Exercise: Count, in the data that follows, every line with the string "When", and give that count as the whole reply.

Data extract:
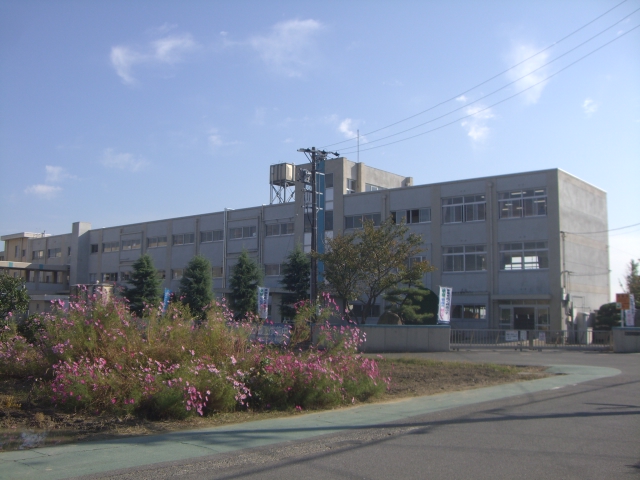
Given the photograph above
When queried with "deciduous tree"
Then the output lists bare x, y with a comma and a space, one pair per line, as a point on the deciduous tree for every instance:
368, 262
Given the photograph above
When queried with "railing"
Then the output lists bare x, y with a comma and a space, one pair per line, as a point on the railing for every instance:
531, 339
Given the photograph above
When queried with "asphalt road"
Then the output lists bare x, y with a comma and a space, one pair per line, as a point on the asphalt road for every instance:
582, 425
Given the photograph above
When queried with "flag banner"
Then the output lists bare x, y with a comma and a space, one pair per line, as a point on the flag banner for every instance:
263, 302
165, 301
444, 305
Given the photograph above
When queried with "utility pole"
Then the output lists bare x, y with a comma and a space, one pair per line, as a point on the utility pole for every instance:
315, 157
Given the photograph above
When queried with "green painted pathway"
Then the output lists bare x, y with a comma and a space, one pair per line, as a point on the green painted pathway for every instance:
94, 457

==

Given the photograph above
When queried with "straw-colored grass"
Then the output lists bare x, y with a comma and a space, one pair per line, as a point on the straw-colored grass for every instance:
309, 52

Exercise result: 7